SOURCE EXTRACT -
╔══

A simple wave prompted a bond between community members that not even cancer could break.

Every week, the Evenson girls – Grace, Rose and Sophia – wait to hear the garbage truck round the corner. They scramble to climb into position on the perch at the window.

They’ve been waving and smiling at each other from afar for about a year.

Brandon Olsen and Taylor Fritz, the garbage men with Hometown Sanitation, wave back just as vigorously.

“We wait and we look for them,” said Olsen. “For us, it makes our day.”

“It could warm anybody’s heart,” Fritz said. “Seeing those girls wave.”

Around Halloween, the guys dropped of treats for the girls. In return, the girls drew them pictures, which the trash guys treasure.

“And I wrote a little note,” Mom Angie Evenson explained. “Not intending for it to be anything.”

Fritz said he keeps everything close.

“I always keep it on me,” he said. “When I’m having a bad day, I just look at this and read it.”

╚══

[Phrase grounding data]
╔══

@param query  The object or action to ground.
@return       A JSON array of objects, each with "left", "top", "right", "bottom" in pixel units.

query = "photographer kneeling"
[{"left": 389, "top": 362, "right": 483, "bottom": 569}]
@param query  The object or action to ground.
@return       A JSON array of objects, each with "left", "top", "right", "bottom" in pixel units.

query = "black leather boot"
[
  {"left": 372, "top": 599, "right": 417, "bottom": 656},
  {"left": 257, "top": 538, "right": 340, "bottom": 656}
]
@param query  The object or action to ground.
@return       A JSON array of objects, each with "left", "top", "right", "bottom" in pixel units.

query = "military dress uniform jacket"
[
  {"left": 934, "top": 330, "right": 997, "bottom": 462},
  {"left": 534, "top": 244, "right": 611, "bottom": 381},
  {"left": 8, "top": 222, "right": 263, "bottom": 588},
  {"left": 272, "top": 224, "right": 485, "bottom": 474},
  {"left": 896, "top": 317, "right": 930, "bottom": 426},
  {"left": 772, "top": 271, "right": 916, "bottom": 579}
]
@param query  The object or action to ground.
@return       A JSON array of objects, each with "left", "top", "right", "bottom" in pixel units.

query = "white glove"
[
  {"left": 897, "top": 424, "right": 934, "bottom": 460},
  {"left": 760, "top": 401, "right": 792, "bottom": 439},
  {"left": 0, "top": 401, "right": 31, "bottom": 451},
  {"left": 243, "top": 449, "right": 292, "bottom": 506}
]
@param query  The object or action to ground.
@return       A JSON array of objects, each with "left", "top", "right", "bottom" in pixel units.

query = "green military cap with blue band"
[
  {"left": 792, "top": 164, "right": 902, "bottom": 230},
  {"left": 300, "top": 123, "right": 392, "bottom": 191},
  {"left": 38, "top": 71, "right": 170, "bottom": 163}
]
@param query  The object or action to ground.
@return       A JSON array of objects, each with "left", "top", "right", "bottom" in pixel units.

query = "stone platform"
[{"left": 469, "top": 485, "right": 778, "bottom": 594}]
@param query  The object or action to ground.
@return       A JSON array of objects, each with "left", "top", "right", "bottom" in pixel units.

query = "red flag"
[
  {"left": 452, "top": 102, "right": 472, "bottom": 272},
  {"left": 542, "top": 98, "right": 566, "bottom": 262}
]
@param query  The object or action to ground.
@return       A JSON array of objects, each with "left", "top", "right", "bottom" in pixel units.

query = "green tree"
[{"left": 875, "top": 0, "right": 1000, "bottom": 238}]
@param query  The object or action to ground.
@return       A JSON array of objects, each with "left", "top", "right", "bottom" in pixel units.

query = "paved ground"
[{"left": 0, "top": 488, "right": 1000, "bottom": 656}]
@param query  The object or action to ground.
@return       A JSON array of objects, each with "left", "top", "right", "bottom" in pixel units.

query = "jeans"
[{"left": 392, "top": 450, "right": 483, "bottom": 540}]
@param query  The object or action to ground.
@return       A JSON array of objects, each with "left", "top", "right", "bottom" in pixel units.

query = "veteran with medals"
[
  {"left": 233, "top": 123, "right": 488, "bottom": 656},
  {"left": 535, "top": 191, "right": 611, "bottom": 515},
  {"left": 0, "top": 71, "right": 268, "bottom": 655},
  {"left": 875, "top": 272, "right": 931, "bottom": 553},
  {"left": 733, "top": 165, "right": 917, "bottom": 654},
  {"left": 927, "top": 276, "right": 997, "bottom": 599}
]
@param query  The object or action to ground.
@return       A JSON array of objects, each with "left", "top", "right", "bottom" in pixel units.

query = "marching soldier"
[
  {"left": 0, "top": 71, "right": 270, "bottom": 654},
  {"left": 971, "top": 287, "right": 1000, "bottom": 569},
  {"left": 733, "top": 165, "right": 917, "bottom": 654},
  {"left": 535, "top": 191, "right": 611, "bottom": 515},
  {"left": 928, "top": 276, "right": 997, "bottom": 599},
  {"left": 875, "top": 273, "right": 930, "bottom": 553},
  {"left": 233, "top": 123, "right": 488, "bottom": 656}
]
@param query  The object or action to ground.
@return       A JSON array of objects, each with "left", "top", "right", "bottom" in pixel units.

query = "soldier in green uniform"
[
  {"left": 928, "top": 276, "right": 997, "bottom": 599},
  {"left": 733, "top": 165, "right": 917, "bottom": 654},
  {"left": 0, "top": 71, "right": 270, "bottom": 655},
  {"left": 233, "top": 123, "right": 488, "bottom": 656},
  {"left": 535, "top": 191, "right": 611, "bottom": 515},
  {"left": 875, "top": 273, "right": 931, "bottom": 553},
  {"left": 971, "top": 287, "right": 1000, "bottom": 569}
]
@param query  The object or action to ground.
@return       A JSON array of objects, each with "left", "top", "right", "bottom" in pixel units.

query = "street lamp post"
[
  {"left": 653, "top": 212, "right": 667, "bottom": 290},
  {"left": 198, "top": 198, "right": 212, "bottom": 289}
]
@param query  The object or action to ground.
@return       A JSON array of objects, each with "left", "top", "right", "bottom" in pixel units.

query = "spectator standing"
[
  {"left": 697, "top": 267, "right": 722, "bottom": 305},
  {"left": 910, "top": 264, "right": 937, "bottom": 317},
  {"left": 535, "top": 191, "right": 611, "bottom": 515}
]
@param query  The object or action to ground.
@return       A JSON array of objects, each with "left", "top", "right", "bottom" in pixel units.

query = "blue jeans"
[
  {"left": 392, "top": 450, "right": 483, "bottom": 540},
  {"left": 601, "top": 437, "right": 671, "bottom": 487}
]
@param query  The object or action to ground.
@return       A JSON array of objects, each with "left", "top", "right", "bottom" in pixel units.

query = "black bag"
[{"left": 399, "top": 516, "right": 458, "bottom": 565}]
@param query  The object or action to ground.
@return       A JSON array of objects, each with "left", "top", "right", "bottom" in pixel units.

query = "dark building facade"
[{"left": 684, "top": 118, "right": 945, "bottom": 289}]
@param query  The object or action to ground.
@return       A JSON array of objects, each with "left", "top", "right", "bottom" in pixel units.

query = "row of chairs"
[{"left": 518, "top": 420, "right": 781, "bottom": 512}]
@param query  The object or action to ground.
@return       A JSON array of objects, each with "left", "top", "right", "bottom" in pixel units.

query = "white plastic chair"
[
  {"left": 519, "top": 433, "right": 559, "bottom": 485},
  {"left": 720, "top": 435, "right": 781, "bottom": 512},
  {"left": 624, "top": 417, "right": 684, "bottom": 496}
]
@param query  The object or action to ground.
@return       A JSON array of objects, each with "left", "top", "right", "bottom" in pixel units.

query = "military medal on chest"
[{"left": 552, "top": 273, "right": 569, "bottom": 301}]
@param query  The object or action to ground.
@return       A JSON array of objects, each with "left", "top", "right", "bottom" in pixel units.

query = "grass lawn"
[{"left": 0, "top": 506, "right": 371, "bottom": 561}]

╚══
╔══

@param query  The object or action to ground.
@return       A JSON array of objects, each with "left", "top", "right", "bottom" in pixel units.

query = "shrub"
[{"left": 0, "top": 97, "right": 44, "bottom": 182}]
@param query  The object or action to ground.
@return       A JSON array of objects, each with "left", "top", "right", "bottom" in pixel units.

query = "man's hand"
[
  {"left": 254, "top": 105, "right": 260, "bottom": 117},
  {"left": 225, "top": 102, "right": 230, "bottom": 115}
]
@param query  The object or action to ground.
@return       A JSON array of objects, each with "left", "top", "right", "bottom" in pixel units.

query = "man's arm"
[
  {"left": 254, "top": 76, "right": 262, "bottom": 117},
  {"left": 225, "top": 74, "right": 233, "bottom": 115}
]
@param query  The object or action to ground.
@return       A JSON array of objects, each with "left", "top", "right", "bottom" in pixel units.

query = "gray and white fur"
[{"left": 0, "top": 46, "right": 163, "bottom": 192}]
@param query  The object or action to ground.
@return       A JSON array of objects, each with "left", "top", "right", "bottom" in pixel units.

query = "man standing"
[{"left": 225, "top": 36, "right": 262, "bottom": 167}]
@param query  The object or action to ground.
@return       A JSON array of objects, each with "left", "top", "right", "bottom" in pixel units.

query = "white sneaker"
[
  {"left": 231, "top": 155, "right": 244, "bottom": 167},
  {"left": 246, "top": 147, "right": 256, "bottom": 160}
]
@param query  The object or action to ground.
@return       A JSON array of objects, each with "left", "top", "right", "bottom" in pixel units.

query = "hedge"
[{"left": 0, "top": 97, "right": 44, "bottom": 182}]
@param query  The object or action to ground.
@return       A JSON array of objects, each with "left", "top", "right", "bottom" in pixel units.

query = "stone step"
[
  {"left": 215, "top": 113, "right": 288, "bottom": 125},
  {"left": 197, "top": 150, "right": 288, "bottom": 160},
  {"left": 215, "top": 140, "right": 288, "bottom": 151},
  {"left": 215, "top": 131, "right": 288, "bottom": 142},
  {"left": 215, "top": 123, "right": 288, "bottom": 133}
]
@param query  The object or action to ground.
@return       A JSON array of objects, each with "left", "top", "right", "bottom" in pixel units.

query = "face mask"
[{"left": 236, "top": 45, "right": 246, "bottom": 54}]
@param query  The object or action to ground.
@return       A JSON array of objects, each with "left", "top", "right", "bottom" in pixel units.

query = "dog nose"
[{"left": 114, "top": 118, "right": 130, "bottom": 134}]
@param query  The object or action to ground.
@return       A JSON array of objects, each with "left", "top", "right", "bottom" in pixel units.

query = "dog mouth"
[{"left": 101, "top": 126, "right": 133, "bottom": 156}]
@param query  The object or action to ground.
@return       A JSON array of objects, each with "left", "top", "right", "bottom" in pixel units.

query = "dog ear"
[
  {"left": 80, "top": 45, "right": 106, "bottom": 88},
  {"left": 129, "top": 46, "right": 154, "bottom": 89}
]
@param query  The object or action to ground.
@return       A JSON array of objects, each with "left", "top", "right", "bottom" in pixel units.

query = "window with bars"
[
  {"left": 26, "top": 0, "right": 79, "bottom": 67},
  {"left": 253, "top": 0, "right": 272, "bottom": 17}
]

╚══

QUESTIONS -
(A) From the story about the Evenson girls, quote the passage from "They’ve been waving" to "keeps everything close.".
(B) In the story about the Evenson girls, which company employs Brandon Olsen and Taylor Fritz?
This data is not needed.

COMPLETED EXERCISE -
(A)
They’ve been waving and smiling at each other from afar for about a year.

Brandon Olsen and Taylor Fritz, the garbage men with Hometown Sanitation, wave back just as vigorously.

“We wait and we look for them,” said Olsen. “For us, it makes our day.”

“It could warm anybody’s heart,” Fritz said. “Seeing those girls wave.”

Around Halloween, the guys dropped of treats for the girls. In return, the girls drew them pictures, which the trash guys treasure.

“And I wrote a little note,” Mom Angie Evenson explained. “Not intending for it to be anything.”

Fritz said he keeps everything close.

(B) Hometown Sanitation